### Work to be completed
Render every line of the items below as a Markdown table with the columns Row and Line. Number each row and leave out blank lines.

### Dataset content

------------------------------

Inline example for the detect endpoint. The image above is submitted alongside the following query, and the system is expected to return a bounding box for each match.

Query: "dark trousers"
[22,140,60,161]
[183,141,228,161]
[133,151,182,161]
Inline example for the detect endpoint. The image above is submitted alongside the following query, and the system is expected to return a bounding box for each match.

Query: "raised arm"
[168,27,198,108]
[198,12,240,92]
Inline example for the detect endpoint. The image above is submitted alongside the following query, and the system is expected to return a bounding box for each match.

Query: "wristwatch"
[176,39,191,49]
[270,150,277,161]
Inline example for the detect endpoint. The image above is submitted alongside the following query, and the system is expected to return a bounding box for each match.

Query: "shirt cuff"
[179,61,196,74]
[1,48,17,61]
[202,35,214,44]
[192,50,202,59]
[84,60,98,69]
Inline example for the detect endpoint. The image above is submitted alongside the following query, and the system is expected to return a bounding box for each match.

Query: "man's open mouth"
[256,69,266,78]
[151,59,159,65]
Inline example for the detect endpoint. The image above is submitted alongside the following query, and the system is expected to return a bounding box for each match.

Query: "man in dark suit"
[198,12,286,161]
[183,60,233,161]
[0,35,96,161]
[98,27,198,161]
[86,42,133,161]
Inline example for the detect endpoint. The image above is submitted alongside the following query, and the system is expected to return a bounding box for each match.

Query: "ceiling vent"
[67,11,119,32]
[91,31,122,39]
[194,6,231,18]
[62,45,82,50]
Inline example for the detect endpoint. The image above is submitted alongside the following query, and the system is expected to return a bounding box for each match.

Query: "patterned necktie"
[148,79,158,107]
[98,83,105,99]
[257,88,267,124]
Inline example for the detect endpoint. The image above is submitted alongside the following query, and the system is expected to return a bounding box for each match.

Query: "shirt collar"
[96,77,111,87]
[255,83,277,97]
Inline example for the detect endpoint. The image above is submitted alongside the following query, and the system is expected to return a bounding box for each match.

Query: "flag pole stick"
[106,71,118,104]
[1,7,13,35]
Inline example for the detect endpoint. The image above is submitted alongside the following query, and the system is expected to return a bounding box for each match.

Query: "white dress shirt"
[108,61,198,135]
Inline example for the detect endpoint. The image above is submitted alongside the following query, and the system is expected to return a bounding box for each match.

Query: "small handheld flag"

------------------------------

### Answer below
| Row | Line |
|---|---|
| 1 | Inline example for the detect endpoint. The image above is submitted alongside the following query, and the system is expected to return a bounding box for each match. |
| 2 | Query: "dark trousers" |
| 3 | [22,140,60,161] |
| 4 | [183,141,228,161] |
| 5 | [133,151,182,161] |
| 6 | Inline example for the detect endpoint. The image above is submitted alongside the following query, and the system is expected to return a bounding box for each match. |
| 7 | Query: "raised arm" |
| 8 | [168,27,198,108] |
| 9 | [198,12,240,92] |
| 10 | Inline example for the detect endpoint. The image above is submitted alongside the following query, and the system is expected to return a bounding box for each match. |
| 11 | Query: "wristwatch" |
| 12 | [176,39,191,49] |
| 13 | [270,150,277,161] |
| 14 | Inline example for the detect endpoint. The image above is submitted alongside the following query, and the system is expected to return a bounding box for each match. |
| 15 | Query: "shirt cuff" |
| 16 | [179,61,196,74] |
| 17 | [1,48,17,61] |
| 18 | [202,35,214,44] |
| 19 | [192,50,202,59] |
| 20 | [84,60,98,69] |
| 21 | Inline example for the detect endpoint. The image above is submitted alongside the following query, and the system is expected to return a bounding box for each match. |
| 22 | Query: "man's open mouth" |
| 23 | [256,69,266,78] |
| 24 | [151,59,159,65] |
| 25 | Inline example for the detect endpoint. The image above is submitted alongside the following query, and the system is expected to return a bounding box for each match. |
| 26 | Query: "man in dark suit" |
| 27 | [198,12,286,161] |
| 28 | [183,60,233,161] |
| 29 | [0,35,96,161] |
| 30 | [98,27,198,161] |
| 31 | [86,42,133,161] |
| 32 | Inline example for the detect endpoint. The image above is submitted alongside the following query, and the system is expected to return a bounding box for each match. |
| 33 | Query: "ceiling vent" |
| 34 | [67,11,119,32] |
| 35 | [91,31,122,39] |
| 36 | [194,6,231,18] |
| 37 | [62,45,82,50] |
| 38 | Inline example for the detect endpoint. The image above is submitted alongside the following query, and the system is expected to return a bounding box for each match. |
| 39 | Query: "patterned necktie" |
| 40 | [148,79,158,107] |
| 41 | [98,83,105,99] |
| 42 | [257,88,267,124] |
| 43 | Inline example for the detect endpoint. The image above is submitted alongside the following query, and the system is expected to return a bounding box for each match. |
| 44 | Query: "shirt collar" |
| 45 | [96,77,111,87] |
| 46 | [255,83,277,97] |
| 47 | Inline example for the detect endpoint. The image above is submitted alongside the following query, and the system is expected to return a bounding box for each match. |
| 48 | Query: "flag pole stick" |
| 49 | [106,71,118,104] |
| 50 | [1,7,13,35] |
| 51 | Inline example for the detect endpoint. The image above is submitted alongside the following query, and the system is expected to return a bounding box for each match. |
| 52 | Query: "white dress shirt" |
| 53 | [108,61,198,135] |
| 54 | Inline example for the detect endpoint. The image above is submitted alongside the following query, and the system is expected to return a bounding box for each match. |
| 55 | Query: "small handheld flag" |